--- Records for the task ---

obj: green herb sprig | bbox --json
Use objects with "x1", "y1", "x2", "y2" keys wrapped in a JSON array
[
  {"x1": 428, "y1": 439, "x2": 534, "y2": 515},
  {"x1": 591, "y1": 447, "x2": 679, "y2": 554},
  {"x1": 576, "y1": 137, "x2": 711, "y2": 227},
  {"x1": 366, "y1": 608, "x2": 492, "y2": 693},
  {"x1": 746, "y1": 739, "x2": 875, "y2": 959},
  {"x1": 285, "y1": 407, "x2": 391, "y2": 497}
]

--- Exercise ---
Copy the records above line for line, without changing anything.

--- Reply ---
obj: green herb sprig | bbox --json
Use objects with "x1", "y1", "x2", "y2" keys wrapped in a JSON array
[
  {"x1": 428, "y1": 439, "x2": 534, "y2": 515},
  {"x1": 591, "y1": 447, "x2": 679, "y2": 554},
  {"x1": 576, "y1": 137, "x2": 711, "y2": 227},
  {"x1": 366, "y1": 608, "x2": 492, "y2": 693},
  {"x1": 746, "y1": 739, "x2": 875, "y2": 959},
  {"x1": 285, "y1": 407, "x2": 391, "y2": 497}
]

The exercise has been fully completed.